**FRAGMENTO DE TEXTO**
También parece que nos hemos acostumbrado -en un rasgo de impotencia y de pasividad inexplicables- a la frecuencia de los incendios forestales, otra monstruosidad de los humanos -junto a la de la contaminación del aire por loscarburantes- que más influyen en el recalentamiento de la atmósfera. Quedan, como otros grandes males, las negruzcas hogueras de recauchutados o de materiales afines, los humos y gases de las chimeneas industriales, los petroleros impunemente reventados de cuando en cuando en los mares más vírgenes y el riesgo, siempre latente -a veces más que latente, como lo prueban los hechos- de las fugas y catástrofes nucleares.

Pero yo había comenzado hablando del clima y de sus alteraciones. A mí no me desagradaría un verano de chaparrones y frescores, y es seguro que mis amigos los turistas nórdicos han gozado lo indecible con su cálida primavera. La cosa se complica cuando, esperando la normalidad plalietaria, nos topamos con lo anormal, con la temperatura inesperada. Y por supuesto, cuando se alteran los ciclos agrarios. ¿Cómo ha repercutido ya y van a repercutir soles y lluvias extemporáneos sobre tierras y bosques, en flora y fauna, en virus y bacterias?

Llegado a este punto reparo en las viejas y, a veces, tan fundadas reglas de la medicina hipocrática. Abro al azar uno de esos clásicos y sabrosos tratados y leo: "Con respecto a las enfermedades que surgen en primavera, deberá esperarse su resolución en otoño, en tanto que la primavera traerá necesariamente las curaciones de las enfermedades otoñales". ¿Qué valor atribuir a estas decantadas intuiciones de los hijos de Asclepio, a estas certezas probadas a lo largo de siglos, cuando ahora las estaciones fallan en sus ritmos y, con ello, el inconmovible tiempo zodiacal, sobre el que siempre se fundamentaron costumbres, prácticas, culturas?

**DATOS PROPORCIONADOS**
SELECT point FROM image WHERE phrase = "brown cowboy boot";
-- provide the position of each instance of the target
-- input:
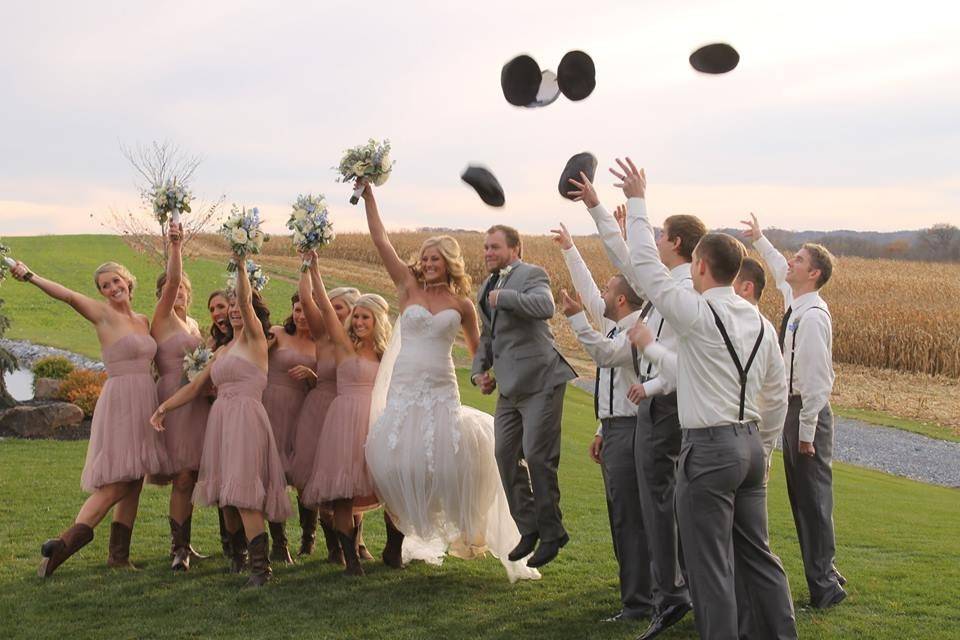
(260, 571)
(334, 552)
(279, 551)
(119, 547)
(238, 551)
(179, 534)
(308, 528)
(349, 545)
(362, 552)
(393, 550)
(57, 550)
(225, 537)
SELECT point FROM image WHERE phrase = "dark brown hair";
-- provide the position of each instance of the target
(512, 236)
(751, 270)
(723, 254)
(689, 229)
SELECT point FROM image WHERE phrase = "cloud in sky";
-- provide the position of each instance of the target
(839, 115)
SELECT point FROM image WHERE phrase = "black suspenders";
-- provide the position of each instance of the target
(741, 370)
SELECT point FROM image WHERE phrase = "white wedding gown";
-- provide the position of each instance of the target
(432, 459)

**CONSIGNA**
Resume el fragmento de texto en dos oraciones.

**RESPUESTA**
El fragmento de texto lamenta que nos hayamos acostumbrado a los incendios forestales y enumera otros grandes males, como los humos de las chimeneas industriales, los petroleros reventados en los mares y el riesgo de fugas y catástrofes nucleares. Luego se pregunta cómo repercuten los soles y las lluvias extemporáneos sobre tierras, bosques, flora y fauna, y qué valor tienen las reglas de la medicina hipocrática cuando las estaciones fallan en sus ritmos.